INSTRUCTIONS FOR THE TASK:
Arrange all of the rows below as a numbered list, leaving out the blank lines. Leave the pictures out of your answer.

RAW DATA:
++++++++

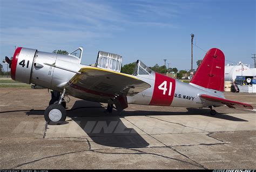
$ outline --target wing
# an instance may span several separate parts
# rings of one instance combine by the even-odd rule
[[[247,103],[230,101],[227,99],[211,96],[207,95],[200,95],[200,97],[201,98],[207,101],[218,102],[226,105],[228,108],[230,108],[247,109],[251,110],[253,109],[253,108],[251,105]]]
[[[105,102],[117,96],[132,96],[151,87],[133,75],[96,67],[83,67],[79,72],[69,82],[66,89],[83,95],[76,97],[89,101],[100,99],[99,102]]]

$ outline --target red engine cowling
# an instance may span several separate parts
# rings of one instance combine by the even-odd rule
[[[30,77],[37,50],[18,47],[14,54],[11,66],[11,77],[14,80],[30,83]]]

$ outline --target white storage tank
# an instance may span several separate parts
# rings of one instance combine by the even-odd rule
[[[250,68],[239,62],[238,65],[225,67],[225,81],[231,81],[234,80],[237,76],[253,76]]]

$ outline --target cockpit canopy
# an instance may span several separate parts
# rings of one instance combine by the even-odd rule
[[[99,51],[96,66],[97,67],[120,72],[122,66],[121,55]]]
[[[136,66],[135,67],[133,75],[150,75],[152,70],[143,63],[140,60],[138,60],[136,62]]]

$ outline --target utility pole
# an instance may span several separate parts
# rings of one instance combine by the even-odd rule
[[[170,72],[170,64],[171,63],[167,63],[168,64],[168,69],[169,70],[169,72]]]
[[[255,58],[256,58],[255,55],[256,55],[256,54],[252,54],[252,55],[253,55],[254,56],[254,57],[252,57],[252,59],[254,60],[254,68],[256,68],[256,62],[255,61]]]
[[[166,73],[166,66],[165,66],[165,62],[166,61],[167,59],[164,59],[164,74],[165,74]]]
[[[192,79],[194,73],[193,72],[193,39],[194,35],[191,33],[191,71],[190,73],[190,79]]]

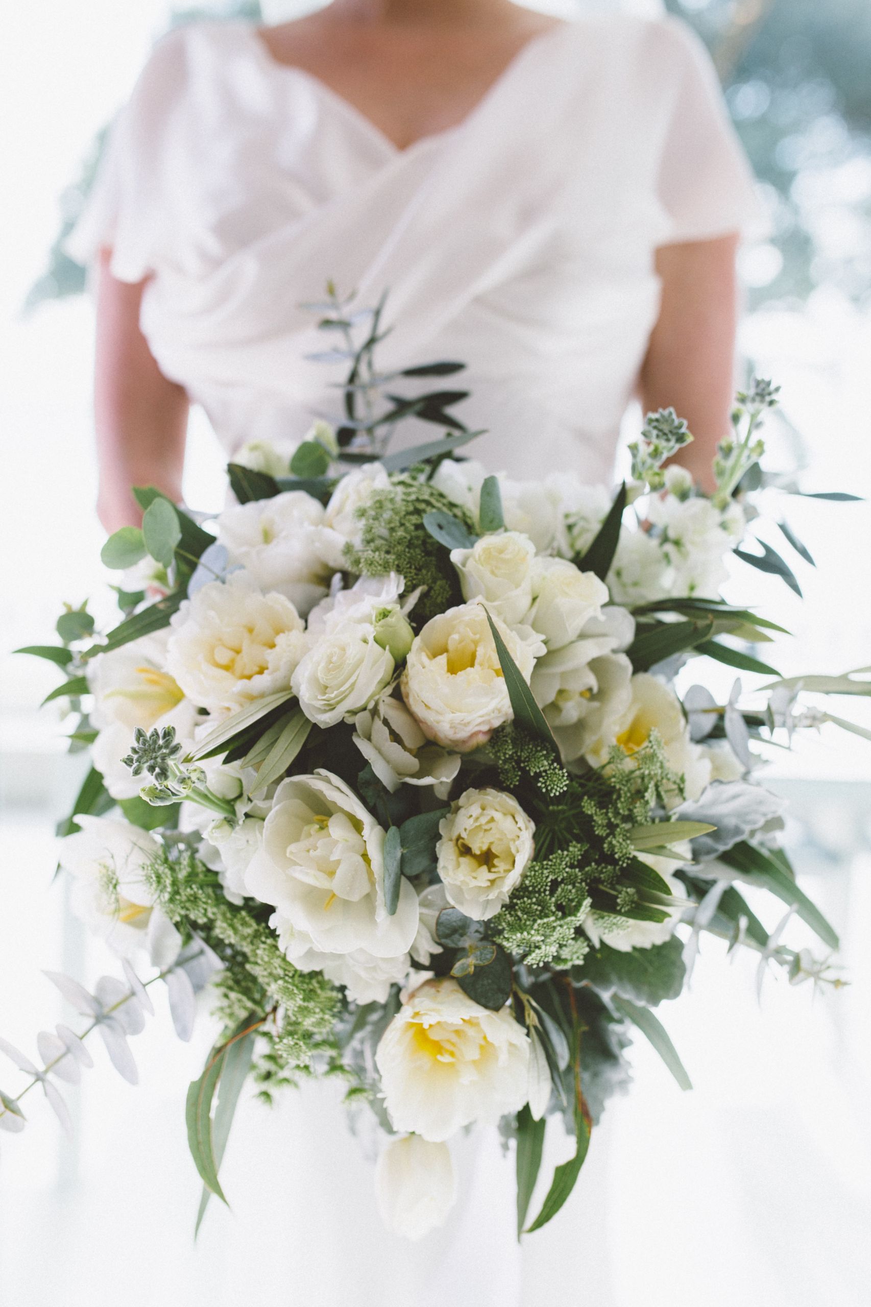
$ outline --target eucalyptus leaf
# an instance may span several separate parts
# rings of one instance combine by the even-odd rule
[[[241,463],[229,463],[226,474],[230,481],[230,490],[239,503],[252,503],[255,499],[273,499],[279,493],[279,484],[268,472],[255,472],[254,468],[243,468]]]
[[[303,440],[290,459],[290,472],[294,477],[322,477],[330,461],[330,455],[319,440]]]
[[[99,552],[103,567],[112,571],[124,571],[141,562],[148,549],[145,537],[139,527],[122,527],[115,531]]]
[[[498,477],[484,478],[477,520],[485,535],[490,531],[501,531],[505,525],[502,491],[500,490]]]
[[[143,538],[152,558],[169,567],[175,558],[175,546],[182,538],[182,527],[175,505],[169,499],[153,499],[143,514]]]
[[[443,508],[435,508],[424,515],[424,527],[433,540],[446,549],[471,549],[476,537],[463,525],[459,518]]]

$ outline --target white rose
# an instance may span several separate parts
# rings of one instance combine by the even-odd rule
[[[361,524],[357,510],[369,503],[375,490],[387,490],[390,477],[381,463],[366,463],[343,477],[330,497],[323,524],[343,541],[360,545]]]
[[[621,531],[608,589],[616,604],[653,603],[671,593],[671,563],[659,544],[643,531]]]
[[[60,865],[76,880],[72,908],[116,953],[146,949],[158,965],[173,959],[180,936],[154,907],[145,872],[160,852],[148,831],[116,817],[76,818],[81,830],[60,842]]]
[[[335,727],[390,685],[394,660],[369,622],[341,622],[315,642],[293,673],[299,707],[319,727]]]
[[[413,716],[391,693],[354,718],[354,744],[391,795],[400,784],[433,786],[447,799],[460,757],[430,744]]]
[[[241,563],[263,591],[284,595],[303,614],[327,593],[341,561],[327,550],[323,505],[303,490],[225,508],[217,538],[231,563]]]
[[[450,976],[415,989],[375,1063],[394,1129],[435,1144],[472,1121],[494,1125],[528,1098],[530,1040],[510,1006],[481,1008]]]
[[[194,703],[234,711],[276,690],[306,652],[302,618],[284,595],[262,595],[234,572],[209,582],[173,617],[166,665]]]
[[[647,744],[650,732],[655,729],[662,738],[668,766],[684,778],[685,797],[698,799],[710,782],[710,758],[691,740],[680,699],[646,672],[633,676],[630,690],[629,706],[616,723],[615,742],[632,757]]]
[[[417,895],[404,877],[396,912],[387,914],[384,831],[328,771],[281,782],[245,884],[322,953],[396,958],[417,933]]]
[[[528,681],[544,644],[531,630],[510,631],[498,618],[494,623]],[[511,701],[480,604],[451,608],[424,626],[405,661],[401,691],[424,735],[445,749],[476,749],[511,719]]]
[[[518,531],[481,536],[472,549],[451,549],[463,599],[483,599],[507,626],[523,621],[532,603],[535,545]]]
[[[456,1201],[447,1145],[420,1134],[391,1140],[375,1165],[375,1197],[382,1221],[403,1239],[417,1242],[443,1226]]]
[[[535,822],[513,795],[467,789],[438,830],[438,874],[449,902],[476,921],[496,916],[532,857]]]
[[[536,561],[532,592],[535,604],[527,621],[547,642],[548,652],[577,640],[591,617],[602,617],[602,605],[608,603],[604,582],[595,572],[578,571],[565,558]]]

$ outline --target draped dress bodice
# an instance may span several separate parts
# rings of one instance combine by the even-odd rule
[[[150,278],[152,353],[230,454],[339,414],[344,367],[309,358],[333,341],[302,307],[330,278],[360,307],[388,291],[382,371],[468,365],[477,457],[595,482],[657,319],[655,248],[753,213],[708,56],[672,21],[551,27],[404,150],[254,29],[211,22],[158,44],[69,248]]]

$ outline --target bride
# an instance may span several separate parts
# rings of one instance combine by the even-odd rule
[[[755,216],[713,68],[672,20],[333,0],[276,27],[175,30],[69,244],[98,267],[102,521],[137,520],[131,485],[180,499],[191,404],[228,454],[301,439],[335,408],[339,375],[306,359],[324,345],[301,307],[328,278],[361,306],[390,291],[384,371],[468,365],[460,416],[488,429],[476,452],[492,469],[609,482],[637,395],[689,421],[684,461],[705,482]],[[521,1248],[510,1159],[496,1138],[466,1141],[468,1199],[408,1246],[373,1210],[339,1098],[313,1085],[241,1116],[235,1216],[209,1213],[203,1302],[612,1300],[595,1136],[573,1200]]]

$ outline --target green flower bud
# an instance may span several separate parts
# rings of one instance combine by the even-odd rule
[[[379,608],[375,613],[375,644],[387,650],[394,663],[401,663],[415,642],[411,622],[399,608]]]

++++++++

PROBLEM SOLUTION:
1. $ outline --target wing
2. # an instance may span several separate parts
3. # rings of one instance combine by the even-odd rule
4. [[[247,103],[230,101],[227,99],[211,96],[207,95],[200,95],[200,97],[201,98],[207,101],[218,102],[226,105],[228,108],[230,108],[247,109],[251,110],[253,109],[253,108],[251,105]]]
5. [[[105,102],[117,96],[132,96],[151,87],[133,75],[96,67],[83,67],[79,72],[69,82],[66,89],[83,95],[76,97],[89,101],[100,99],[99,102]]]
6. $ outline --target red engine cowling
7. # an instance may span several separate parts
8. # rings of one instance combine by the even-odd rule
9. [[[30,77],[37,50],[18,47],[14,54],[11,66],[11,77],[14,80],[30,83]]]
10. $ outline --target white storage tank
11. # an instance may span several separate parts
12. # rings of one instance combine by the even-odd rule
13. [[[250,68],[239,62],[238,65],[225,67],[225,81],[231,81],[234,80],[237,76],[253,76]]]
14. $ outline --target cockpit canopy
15. # an instance may span several separate parts
16. # rings of one instance combine by the even-odd rule
17. [[[99,51],[96,66],[97,67],[120,72],[122,66],[121,55]]]
18. [[[136,66],[135,67],[133,75],[150,75],[152,70],[143,63],[140,60],[138,60],[136,62]]]
19. $ outline --target utility pole
20. # an instance may span several separate parts
21. # rings of one instance combine by the even-odd rule
22. [[[170,72],[170,64],[171,63],[167,63],[168,64],[168,69],[169,70],[169,72]]]
23. [[[255,58],[256,58],[255,55],[256,55],[256,54],[252,54],[252,55],[253,55],[254,56],[254,57],[252,57],[252,59],[254,60],[254,68],[256,68],[256,62],[255,61]]]
24. [[[166,73],[166,66],[165,66],[165,62],[166,61],[167,59],[164,59],[164,74],[165,74]]]
25. [[[192,79],[194,73],[193,72],[193,39],[194,35],[191,33],[191,71],[190,73],[190,79]]]
26. $ outline --target eucalyptus leaf
27. # an instance may span several separate parts
28. # rings of one instance combine by the even-odd rule
29. [[[241,463],[229,463],[226,474],[230,481],[230,490],[239,503],[252,503],[255,499],[273,499],[279,493],[279,484],[268,472],[255,472],[254,468],[243,468]]]
30. [[[303,440],[290,459],[290,472],[294,477],[322,477],[330,461],[330,455],[319,440]]]
31. [[[99,552],[103,567],[112,571],[124,571],[141,562],[148,549],[145,537],[139,527],[122,527],[115,531]]]
32. [[[498,477],[484,478],[477,520],[485,535],[490,531],[501,531],[505,525],[502,491],[500,490]]]
33. [[[143,538],[152,558],[169,567],[175,558],[175,546],[182,538],[182,527],[175,505],[169,499],[153,499],[143,514]]]
34. [[[443,508],[435,508],[424,515],[424,527],[433,540],[446,549],[471,549],[476,537],[463,525],[459,518]]]
35. $ outline --target white rose
36. # an instance may span several separate parts
37. # rings of one instance combine by the even-odd rule
38. [[[361,524],[357,510],[369,503],[375,490],[387,490],[390,477],[381,463],[366,463],[343,477],[330,497],[323,524],[343,541],[360,545]]]
39. [[[621,531],[608,589],[616,604],[653,603],[671,593],[671,563],[659,544],[643,531]]]
40. [[[60,865],[76,880],[72,908],[116,953],[146,949],[158,965],[173,959],[180,936],[154,907],[145,872],[160,852],[148,831],[116,817],[76,818],[81,830],[60,842]]]
41. [[[335,727],[390,685],[394,660],[369,622],[341,622],[315,642],[293,673],[299,707],[319,727]]]
42. [[[413,716],[391,693],[354,718],[354,744],[391,795],[400,784],[433,786],[447,799],[460,757],[430,744]]]
43. [[[241,563],[263,591],[284,595],[303,614],[327,593],[341,561],[327,550],[323,505],[303,490],[225,508],[217,538],[231,563]]]
44. [[[450,976],[415,989],[375,1063],[394,1129],[435,1144],[472,1121],[494,1125],[528,1098],[530,1040],[510,1006],[481,1008]]]
45. [[[194,703],[234,711],[276,690],[306,652],[302,618],[284,595],[262,595],[234,572],[209,582],[173,617],[166,665]]]
46. [[[647,744],[650,732],[655,729],[662,738],[668,766],[684,778],[685,797],[698,799],[710,782],[710,758],[691,740],[680,699],[646,672],[633,676],[630,690],[629,706],[616,723],[615,742],[632,757]]]
47. [[[417,895],[404,877],[396,912],[387,914],[384,831],[328,771],[281,782],[245,884],[322,953],[396,958],[417,933]]]
48. [[[528,681],[544,644],[531,630],[510,631],[498,618],[494,623]],[[511,701],[480,604],[451,608],[424,626],[405,661],[401,691],[424,735],[445,749],[476,749],[511,719]]]
49. [[[518,531],[481,536],[472,549],[451,549],[463,599],[483,599],[507,626],[523,621],[532,603],[535,545]]]
50. [[[456,1201],[447,1145],[420,1134],[391,1140],[375,1165],[375,1197],[382,1221],[403,1239],[417,1242],[443,1226]]]
51. [[[535,822],[513,795],[467,789],[438,830],[438,874],[449,902],[476,921],[496,916],[532,857]]]
52. [[[536,561],[532,592],[535,604],[527,621],[547,642],[548,652],[577,640],[591,617],[602,617],[602,605],[608,603],[604,582],[595,572],[578,571],[565,558]]]
53. $ outline --target draped dress bodice
54. # an instance may span several separate parts
55. # rings of one instance combine by the even-odd rule
56. [[[150,278],[152,353],[230,454],[339,414],[344,367],[309,358],[333,341],[302,307],[330,278],[360,307],[388,291],[382,371],[468,365],[477,457],[595,482],[657,319],[655,248],[753,213],[708,56],[672,21],[551,27],[404,150],[254,29],[211,22],[158,44],[69,248]]]
57. $ outline --target bride
58. # an instance may span several separate parts
59. # rings of one instance combine by the even-odd rule
60. [[[755,216],[713,68],[672,20],[333,0],[276,27],[175,30],[69,244],[98,267],[102,521],[137,520],[131,485],[180,499],[191,404],[228,454],[301,439],[335,408],[339,375],[306,359],[324,345],[301,307],[328,278],[361,306],[390,291],[384,371],[468,365],[460,416],[488,429],[476,452],[492,469],[609,482],[637,395],[689,421],[684,461],[705,482]],[[521,1248],[510,1159],[496,1138],[466,1141],[468,1199],[408,1246],[373,1210],[339,1098],[313,1085],[241,1116],[235,1216],[209,1213],[203,1302],[612,1300],[595,1136],[573,1200]]]
61. $ outline --target green flower bud
62. # an instance may span several separate parts
63. # rings of one instance combine by the even-odd rule
64. [[[379,608],[375,613],[375,644],[387,650],[394,663],[401,663],[415,642],[411,622],[399,608]]]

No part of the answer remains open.